▶ _What the exercise asks_:
Can you repeat the lines below with "white frosting" changed to "pink frosting" and everything else left as it is?

▶ _Material for this exercise_:
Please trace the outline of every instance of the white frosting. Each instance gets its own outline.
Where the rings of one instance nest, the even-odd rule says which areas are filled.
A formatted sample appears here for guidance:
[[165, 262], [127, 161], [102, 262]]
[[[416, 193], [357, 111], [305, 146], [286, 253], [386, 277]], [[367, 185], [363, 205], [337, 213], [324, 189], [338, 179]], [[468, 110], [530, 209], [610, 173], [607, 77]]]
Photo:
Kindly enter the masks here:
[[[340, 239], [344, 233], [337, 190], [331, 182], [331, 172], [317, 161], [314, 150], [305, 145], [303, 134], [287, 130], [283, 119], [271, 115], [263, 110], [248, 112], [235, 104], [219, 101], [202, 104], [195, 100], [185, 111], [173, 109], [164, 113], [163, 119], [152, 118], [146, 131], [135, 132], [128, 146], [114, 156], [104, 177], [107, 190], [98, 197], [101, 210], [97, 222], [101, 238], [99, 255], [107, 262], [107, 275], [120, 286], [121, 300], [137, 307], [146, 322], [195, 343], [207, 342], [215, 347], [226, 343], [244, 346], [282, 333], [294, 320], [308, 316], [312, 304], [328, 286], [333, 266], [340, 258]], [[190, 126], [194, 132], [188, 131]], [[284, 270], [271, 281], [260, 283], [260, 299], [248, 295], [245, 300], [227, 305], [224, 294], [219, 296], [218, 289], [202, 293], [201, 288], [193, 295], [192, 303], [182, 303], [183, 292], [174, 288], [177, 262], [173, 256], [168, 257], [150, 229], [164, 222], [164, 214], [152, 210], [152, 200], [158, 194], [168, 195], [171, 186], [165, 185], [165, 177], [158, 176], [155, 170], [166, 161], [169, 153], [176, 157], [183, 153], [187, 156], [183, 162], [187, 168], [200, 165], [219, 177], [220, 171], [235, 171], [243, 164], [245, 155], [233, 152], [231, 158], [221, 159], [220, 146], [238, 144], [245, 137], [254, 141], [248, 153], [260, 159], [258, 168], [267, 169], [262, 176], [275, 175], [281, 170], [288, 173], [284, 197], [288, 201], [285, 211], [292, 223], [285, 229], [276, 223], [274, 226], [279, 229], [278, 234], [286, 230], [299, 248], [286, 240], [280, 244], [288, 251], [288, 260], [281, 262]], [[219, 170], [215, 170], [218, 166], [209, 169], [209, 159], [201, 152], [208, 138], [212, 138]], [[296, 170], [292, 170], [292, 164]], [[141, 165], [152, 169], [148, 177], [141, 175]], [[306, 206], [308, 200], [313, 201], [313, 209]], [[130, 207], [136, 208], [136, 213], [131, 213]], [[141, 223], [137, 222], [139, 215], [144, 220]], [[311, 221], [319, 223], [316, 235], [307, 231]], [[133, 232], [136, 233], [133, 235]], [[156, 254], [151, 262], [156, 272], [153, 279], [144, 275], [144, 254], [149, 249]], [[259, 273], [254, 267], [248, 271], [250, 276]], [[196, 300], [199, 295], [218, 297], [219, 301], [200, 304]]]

▶ _Expected output_:
Please trace the outline of every instance of the pink frosting. Each instance gets its own outline.
Where the rings of one instance nest, the even-odd rule says which areas are filled.
A formatted sample appears here for guidance:
[[165, 262], [127, 161], [102, 262]]
[[[416, 193], [357, 111], [305, 146], [286, 253], [386, 277]], [[367, 185], [363, 205], [337, 213], [324, 189], [338, 179]], [[468, 110], [530, 209], [610, 173], [607, 77]]]
Photo:
Kindly enter the masks here:
[[[340, 239], [344, 233], [337, 190], [331, 182], [331, 172], [317, 161], [314, 150], [305, 145], [303, 134], [287, 130], [283, 119], [271, 115], [263, 110], [248, 112], [235, 104], [219, 101], [202, 104], [195, 100], [185, 111], [173, 109], [164, 113], [163, 119], [152, 118], [146, 131], [135, 132], [128, 146], [114, 156], [104, 177], [107, 190], [98, 197], [101, 210], [97, 222], [101, 238], [99, 255], [107, 262], [107, 275], [120, 286], [121, 300], [137, 307], [146, 322], [195, 343], [207, 342], [215, 347], [226, 343], [244, 346], [282, 333], [294, 320], [308, 316], [312, 304], [328, 286], [333, 266], [340, 258]], [[190, 126], [194, 132], [188, 131]], [[284, 270], [271, 281], [260, 283], [260, 299], [248, 295], [245, 300], [227, 305], [224, 294], [219, 296], [218, 289], [202, 293], [201, 288], [193, 295], [192, 303], [182, 303], [183, 292], [174, 288], [177, 262], [173, 256], [168, 257], [150, 229], [164, 222], [164, 214], [152, 210], [152, 200], [158, 194], [168, 195], [171, 186], [165, 185], [165, 177], [158, 176], [155, 170], [166, 161], [169, 153], [176, 157], [183, 153], [187, 156], [183, 162], [187, 168], [200, 165], [219, 177], [220, 171], [235, 171], [243, 164], [245, 155], [233, 152], [231, 158], [221, 159], [220, 146], [238, 144], [245, 137], [254, 141], [248, 153], [260, 159], [258, 168], [267, 169], [262, 176], [275, 175], [281, 170], [288, 173], [284, 197], [288, 201], [285, 211], [292, 223], [285, 229], [276, 223], [274, 226], [279, 229], [278, 234], [286, 230], [299, 248], [286, 240], [280, 244], [288, 251], [288, 260], [281, 262]], [[219, 170], [215, 170], [218, 166], [209, 169], [209, 159], [201, 152], [208, 138], [212, 138]], [[296, 170], [292, 170], [292, 164]], [[141, 165], [152, 169], [148, 177], [141, 175]], [[306, 206], [308, 200], [313, 201], [313, 209]], [[130, 207], [136, 208], [136, 213], [131, 213]], [[141, 223], [137, 222], [139, 215], [144, 220]], [[311, 221], [319, 223], [316, 235], [307, 231]], [[133, 232], [136, 233], [133, 235]], [[156, 254], [151, 262], [156, 272], [153, 279], [144, 275], [144, 254], [149, 249]], [[259, 273], [254, 267], [248, 271], [250, 276]], [[196, 300], [199, 295], [218, 297], [219, 301], [200, 304]]]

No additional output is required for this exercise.